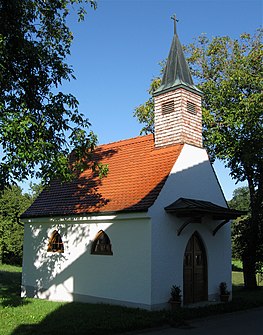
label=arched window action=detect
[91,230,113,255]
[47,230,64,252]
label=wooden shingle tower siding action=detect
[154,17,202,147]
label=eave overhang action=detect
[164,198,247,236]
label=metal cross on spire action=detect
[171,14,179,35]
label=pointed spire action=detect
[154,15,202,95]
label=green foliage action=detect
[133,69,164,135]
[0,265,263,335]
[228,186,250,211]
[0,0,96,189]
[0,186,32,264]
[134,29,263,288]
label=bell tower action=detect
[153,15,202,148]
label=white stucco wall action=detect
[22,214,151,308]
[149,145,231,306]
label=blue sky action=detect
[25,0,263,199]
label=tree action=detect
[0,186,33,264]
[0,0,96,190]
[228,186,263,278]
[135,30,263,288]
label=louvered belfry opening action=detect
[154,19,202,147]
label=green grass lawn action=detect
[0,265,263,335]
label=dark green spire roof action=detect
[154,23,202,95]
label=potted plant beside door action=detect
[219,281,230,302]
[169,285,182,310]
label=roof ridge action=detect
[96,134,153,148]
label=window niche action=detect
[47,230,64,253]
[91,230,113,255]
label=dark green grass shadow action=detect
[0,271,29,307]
----
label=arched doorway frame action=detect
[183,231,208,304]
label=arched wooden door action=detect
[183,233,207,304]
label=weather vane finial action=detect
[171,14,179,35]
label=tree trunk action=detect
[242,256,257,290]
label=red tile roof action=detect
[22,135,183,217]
----
• _WHAT YOU NEED TO DO_
Copy the lines above verbatim, starting at the line with "label=green grass lawn action=detect" and ending at the line with "[0,271,29,307]", including both of those lines.

• _RIGHT ANSWER_
label=green grass lawn action=detect
[0,265,263,335]
label=dark green spire roof action=detect
[154,23,202,95]
label=potted plant beside door action=detect
[219,281,230,302]
[169,285,182,310]
label=roof ridge action=detect
[96,134,153,148]
label=window niche action=detect
[47,230,64,253]
[91,230,113,255]
label=dark green grass shadow action=detect
[0,271,29,307]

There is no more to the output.